### ÜBUNGSTEXT
^^^^^^^^
Genau wie die Musik sprechen auch die lyrischen Ergüsse von Mike Patton auf "Angel Dust" eine eigene Sprache. Zitate aus chinesischen Glückskeksen wechseln sich ab mit Fellatiobeschreibungen und düsteren Visionen menschlicher Lebensphasen.
Die Band performt sich in einen Rausch aus künstlerischer Freiheit, dargeboten in Form von wilden Gitarren-Riffs, skurrilen Samples und der unvergleichlichen Flexibilität des Stimmorgans von Sänger Mike Patton, der spielend leicht zwischen urbaner Schrei-Kavallerie und operettenhafter Epik hin und her pendelt.
^^^^^^^^
### GESPEICHERTE DATEN
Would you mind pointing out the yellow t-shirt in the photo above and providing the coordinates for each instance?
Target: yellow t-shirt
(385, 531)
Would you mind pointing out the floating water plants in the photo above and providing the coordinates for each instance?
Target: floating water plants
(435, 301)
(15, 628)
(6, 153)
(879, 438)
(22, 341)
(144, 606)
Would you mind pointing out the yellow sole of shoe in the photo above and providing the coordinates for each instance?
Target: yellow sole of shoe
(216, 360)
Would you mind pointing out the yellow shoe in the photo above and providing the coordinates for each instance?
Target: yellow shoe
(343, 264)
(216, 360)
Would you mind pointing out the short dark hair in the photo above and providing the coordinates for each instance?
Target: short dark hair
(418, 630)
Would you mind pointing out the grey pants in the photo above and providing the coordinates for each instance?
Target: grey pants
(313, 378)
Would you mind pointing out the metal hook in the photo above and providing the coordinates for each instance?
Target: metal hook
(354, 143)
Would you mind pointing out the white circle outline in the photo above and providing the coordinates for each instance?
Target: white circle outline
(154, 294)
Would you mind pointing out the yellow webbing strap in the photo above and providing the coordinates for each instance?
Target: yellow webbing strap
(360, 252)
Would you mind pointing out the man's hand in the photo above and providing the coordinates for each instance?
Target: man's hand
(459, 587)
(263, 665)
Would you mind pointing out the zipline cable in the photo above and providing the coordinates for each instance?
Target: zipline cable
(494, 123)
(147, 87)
^^^^^^^^
### GEFRAGT IST
Bitte nenne die beiden Pole, zwischen denen Sänger Mike Patton laut Übungstext spielend leicht hin und her pendelt.

### DEINE ANTWORT
Zwischen urbaner Schrei-Kavallerie und operettenhafter Epik.